▶ [SEITENAUSZUG]

────

Die Demokratin Alexandria Ocasio-Cortez setzt sich in den USA gegen Insiderhandel ein (Bild: imago)

Fabio De Masi: „Politiker sollten keine Aktien handeln dürfen“

In den USA gibt es eine Gesetzesinitiative gegen Insiderhandel in der Politik. Es wäre auch Zeit in Deutschland zu handeln, meint unser Kolumnist, der frühere Abgeordnete und Wirecard-Aufklärer Fabio De Masi. Wer vom Staat bezahlt wird, sollte in dieser Zeit auf aktive Finanzgeschäfte verzichten.

Ob in der Coronakrise, der Energiewende oder im Rüstungsgeschäft: Politiker verfügen über Kontakte, die sich vergolden lassen. Das haben etwa die Maskendeals von Abgeordneten unter Jens Spahn gezeigt, die jedoch wegen der schlechten deutschen Anti-Korruptionsgesetze nicht strafbar waren. Zudem hält Robert Habecks Staatssekretär, Udo Philipp, Beteiligungen an mehreren Startups, will diese aber nicht offenlegen. Erst im November 2022 schied Philipp als Kommanditist im Cleantech-Fonds von Grünen-Großspender Jochen Wermuth aus, der sein Vermögen in den 1990er Jahren bei der Deutschen Bank in Russland machte und auch den Atom-Staatsfonds berät, wie Journalist Thomas Steinmann im Wirtschaftsmagazin Capital offenlegte. Politiker verfügen über exklusive Informationen, die Märkte bewegen – und die sie für sich lukrativ nutzen können. Das müssen wir verhindern.

Wie das gehen kann, das zeigt sich aktuell in den USA. Dort ist eine fraktionsübergreifende Initiative im Kongress entstanden, um private Aktiengeschäfte mit Einzelwerten von Politikern und ihren Angehörigen einzuschränken. US-Demokraten wie Alexandria Ocasio-Cortez und Raja Krishnamoorti sowie Republikaner wie Matt Gaetz und Brian Fitzpatrick haben für das Vorhaben gemeinsam den Titel „Bipartisan Restoring Faith in Government Act“ gewählt. Es geht also darum, das Vertrauen in die Gesetzgebung zu schützen.

────

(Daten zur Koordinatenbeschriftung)
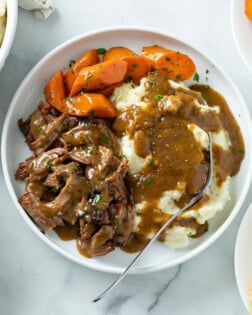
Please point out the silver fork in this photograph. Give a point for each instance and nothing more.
(194, 199)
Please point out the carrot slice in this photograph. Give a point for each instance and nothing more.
(88, 59)
(108, 90)
(117, 53)
(153, 53)
(137, 68)
(88, 104)
(248, 8)
(175, 66)
(100, 75)
(55, 90)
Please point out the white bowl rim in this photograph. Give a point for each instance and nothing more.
(140, 270)
(11, 24)
(237, 44)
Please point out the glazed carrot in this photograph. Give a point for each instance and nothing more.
(88, 104)
(100, 75)
(175, 66)
(248, 8)
(137, 68)
(117, 53)
(55, 90)
(88, 59)
(152, 53)
(108, 90)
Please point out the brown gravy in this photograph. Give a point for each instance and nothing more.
(175, 155)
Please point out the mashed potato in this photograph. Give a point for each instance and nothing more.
(176, 236)
(2, 19)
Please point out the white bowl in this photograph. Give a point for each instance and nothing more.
(12, 15)
(30, 92)
(243, 256)
(242, 31)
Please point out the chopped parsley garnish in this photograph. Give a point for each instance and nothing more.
(128, 79)
(151, 132)
(105, 138)
(151, 162)
(158, 97)
(165, 117)
(71, 63)
(147, 181)
(101, 51)
(92, 112)
(98, 198)
(89, 76)
(115, 223)
(196, 77)
(205, 96)
(71, 100)
(152, 82)
(49, 165)
(153, 72)
(123, 156)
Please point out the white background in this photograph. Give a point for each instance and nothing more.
(34, 280)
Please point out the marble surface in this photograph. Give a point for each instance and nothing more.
(36, 280)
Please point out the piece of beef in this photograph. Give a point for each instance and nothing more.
(60, 173)
(30, 203)
(100, 244)
(53, 130)
(40, 165)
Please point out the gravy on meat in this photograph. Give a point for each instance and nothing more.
(175, 155)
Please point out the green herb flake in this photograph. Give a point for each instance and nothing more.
(128, 79)
(123, 157)
(152, 82)
(98, 198)
(92, 112)
(205, 96)
(147, 180)
(151, 132)
(89, 76)
(153, 72)
(158, 97)
(151, 162)
(71, 63)
(115, 223)
(49, 165)
(101, 51)
(196, 77)
(105, 138)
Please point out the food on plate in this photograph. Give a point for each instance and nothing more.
(120, 144)
(3, 17)
(248, 9)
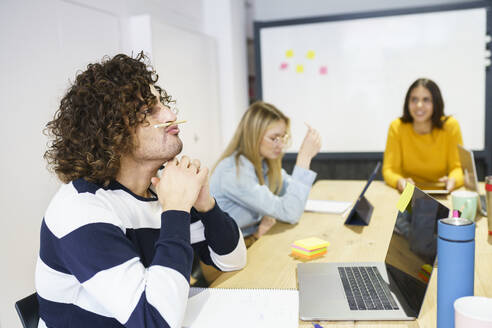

────

▶ [AUFGABEN]
a: Kannst du aus den Zeilen mit den Koordinatendaten den Abschnitt wortgetreu kopieren, beginnend mit der Zeile, die „Please point out the mashed“ enthält, und endend mit der letzten dieser Zeilen, beide eingeschlossen? Die Bilder lässt du dabei weg.
b: Wie geht die Kolumne zum Aktienhandel von Politikern nach ihrem letzten Satz weiter? Führe sie von dort aus fort.

▶ [ANTWORTEN JE AUFGABE]
a:
Please point out the mashed potato in this photograph. Give a point for each instance and nothing more.
(176, 236)
(2, 19)
Please point out the white bowl in this photograph. Give a point for each instance and nothing more.
(12, 15)
(30, 92)
(243, 256)
(242, 31)
Please point out the chopped parsley garnish in this photograph. Give a point for each instance and nothing more.
(128, 79)
(151, 132)
(105, 138)
(151, 162)
(158, 97)
(165, 117)
(71, 63)
(147, 181)
(101, 51)
(92, 112)
(98, 198)
(89, 76)
(115, 223)
(196, 77)
(205, 96)
(71, 100)
(152, 82)
(49, 165)
(153, 72)
(123, 156)
Please point out the white background in this photograph. Give a point for each instance and nothing more.
(34, 280)
Please point out the marble surface in this photograph. Give a point for each instance and nothing more.
(36, 280)
Please point out the piece of beef in this photograph. Give a point for each instance and nothing more.
(60, 173)
(30, 203)
(100, 244)
(53, 130)
(40, 165)
Please point out the gravy on meat in this photograph. Give a point for each instance and nothing more.
(175, 155)
Please point out the green herb flake in this photograph. Give a point for each instance and nothing more.
(128, 79)
(123, 157)
(152, 82)
(98, 198)
(92, 112)
(205, 96)
(147, 180)
(151, 132)
(89, 76)
(153, 72)
(158, 97)
(151, 162)
(71, 63)
(115, 223)
(49, 165)
(101, 51)
(196, 77)
(105, 138)
Please point out the food on plate in this photograph. Give a point for each instance and nothing more.
(120, 144)
(3, 17)
(248, 9)

b:
Der Gesetzesentwurf im US-Kongress würde Ehepartnern der Abgeordneten und weiteren Angehörigen verbieten, einzelne Aktien zu halten oder zu handeln. Sie müssten diese veräußern oder in einen „qualifizierten Blind Trust“ einbringen. Er verbietet den Mitgliedern und ihren Familien jedoch nicht, in gestreute Investmentfonds oder Staatsanleihen zu investieren oder Rentenbeiträge zu leisten.

Viele Mitglieder des US-Kongresses verfügen über bedeutende Aktienbestände. Das Stock-Gesetz von 2012 erlaubt es Kongressabgeordneten bisher, Aktien zu kaufen und zu verkaufen, solange sie keine Insiderinformationen verwenden und diese Transaktionen offenlegen.

Seit Langem fordere ich strengere Regeln gegen private Aktiengeschäfte und Insiderhandel in Ministerien sowie im Deutschen Bundestag. Ich habe während meiner Zeit im Parlament auf private Aktiengeschäfte verzichtet und meine Steuerbescheide freiwillig veröffentlicht. Denn die Bundesrepublik und der Bundestag werden in der Anti-Korruptionsgesetzgebung immer wieder internationale Organisationen wie den Europarat scharf gerügt. Die Gesetze gegen Abgeordnetenbestechung sind unzureichend und hinken selbst der Privatwirtschaft enorm hinterher. So gingen etwa die Maskendealer des Bundestages straffrei aus.

Die Lehren des Wirecard-Skandals

Im Wirecard-Skandal handelten Mitarbeiter der Finanzaufsicht Bafin, die für die Aufsicht über den nunmehr insolventen Zahlungsdienstleister zuständig waren, mit Wirecard-Aktien. Ebenso hielt ein Finanzattaché und Leihbeamter des Finanzministeriums an der deutschen Botschaft in Peking, der im Auftrag der Bundesregierung für das Unternehmen Klinken putzte, Wirecard-Aktien. Der frühere Chef der deutschen Wirtschaftsprüferaufsicht Apas, Ralf Bose, kaufte gar noch Wirecard-Aktien, nachdem er den verheerenden Bericht des Sonderprüfers KPMG gelesen hatte, der bemängelte, dass keine Belege für die Existenz von Umsatzerlösen mit den Drittpartnerfirmen von Wirecard gefunden wurden. Er ging entweder von einer kugelsicheren Staatsgarantie für Wirecard aus – oder hat den Bericht nicht verstanden.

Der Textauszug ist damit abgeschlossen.